## What is being asked
Could you reproduce the passage on international law and U.S. sovereignty word for word, between "does not mean" and "the United States.", inclusive?

## Text block
▶
International Law vs. the American Constitution

International Law vs. the American Constitution

Mini Teaser: The trend toward "global governance" on the part of overzealous international law courts poses a real threat to U.S. sovereignty.

by Author(s): Jeremy Rabkin

What the European Union has, instead, is a central bureaucracy in
Brussels (the European Commission) that elaborates new regulations.
And it has a central court in Luxembourg (the European Court of
Justice) that directs courts in the member states on the application
of EU law. With the ready cooperation of national courts, this
European Court has assumed the authority to hold even the acts of
national parliaments invalid when they conflict (in the ECJ's view)
with regulations of the Brussels bureaucrats or other requirements of
EU treaty law. So half a continent is now governed by a curious
collaboration of bureaucrats and judges, loyally supported by
specialized interest groups that lobby the bureaucrats for favorable
policies and then litigate before the judges to ensure their
implementation by national governments.

It may be too soon to concede the success of this remarkable form of
government, however--if indeed it can be considered a government.
Even today, after decades of integrationist effort, European "law"
does not mean the same thing in Greece or Italy as it does in
Britain. While specialized interests lobby for specialized policy
measures in Brussels, popular political protests still center on the
elected governments of the member states. And European authorities,
lacking the confidence of a direct electoral mandate, are wary of
leaning too heavily on recalcitrant member states.

For the United States, at any rate, the problems of the EU are, for
the moment, other peoples' problems. Indeed, by the classical
principles of international law, the United States would have no
clear right to object to how European states decide to share out
their governing powers with neighboring states. The European Union,
however, is only the most extreme instance of a larger trend that now
does threaten to engulf the United States.
◀
(Named object pointing entries)
▶
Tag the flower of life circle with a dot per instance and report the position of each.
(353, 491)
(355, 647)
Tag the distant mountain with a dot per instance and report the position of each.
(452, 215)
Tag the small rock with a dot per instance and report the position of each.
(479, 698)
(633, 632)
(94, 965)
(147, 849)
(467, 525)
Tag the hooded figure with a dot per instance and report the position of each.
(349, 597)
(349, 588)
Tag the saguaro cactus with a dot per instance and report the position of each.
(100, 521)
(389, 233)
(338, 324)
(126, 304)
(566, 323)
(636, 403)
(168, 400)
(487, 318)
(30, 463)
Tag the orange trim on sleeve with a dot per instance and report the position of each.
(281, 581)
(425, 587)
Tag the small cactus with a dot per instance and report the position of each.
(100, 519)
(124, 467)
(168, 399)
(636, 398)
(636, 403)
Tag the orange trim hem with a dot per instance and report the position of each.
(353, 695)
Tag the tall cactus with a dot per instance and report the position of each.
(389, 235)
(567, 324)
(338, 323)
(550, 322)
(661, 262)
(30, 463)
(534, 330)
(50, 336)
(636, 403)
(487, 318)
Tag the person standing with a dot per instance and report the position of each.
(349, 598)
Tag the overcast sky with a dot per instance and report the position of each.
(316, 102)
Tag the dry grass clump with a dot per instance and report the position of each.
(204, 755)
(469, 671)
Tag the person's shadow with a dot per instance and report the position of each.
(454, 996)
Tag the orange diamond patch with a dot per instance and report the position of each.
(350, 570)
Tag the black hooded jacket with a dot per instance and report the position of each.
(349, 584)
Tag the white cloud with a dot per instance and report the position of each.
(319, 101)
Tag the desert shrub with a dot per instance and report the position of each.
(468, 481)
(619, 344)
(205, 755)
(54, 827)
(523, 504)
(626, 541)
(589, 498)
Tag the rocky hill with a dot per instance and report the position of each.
◀
## Worked solution
does not mean the same thing in Greece or Italy as it does in
Britain. While specialized interests lobby for specialized policy
measures in Brussels, popular political protests still center on the
elected governments of the member states. And European authorities,
lacking the confidence of a direct electoral mandate, are wary of
leaning too heavily on recalcitrant member states.

For the United States, at any rate, the problems of the EU are, for
the moment, other peoples' problems. Indeed, by the classical
principles of international law, the United States would have no
clear right to object to how European states decide to share out
their governing powers with neighboring states. The European Union,
however, is only the most extreme instance of a larger trend that now
does threaten to engulf the United States.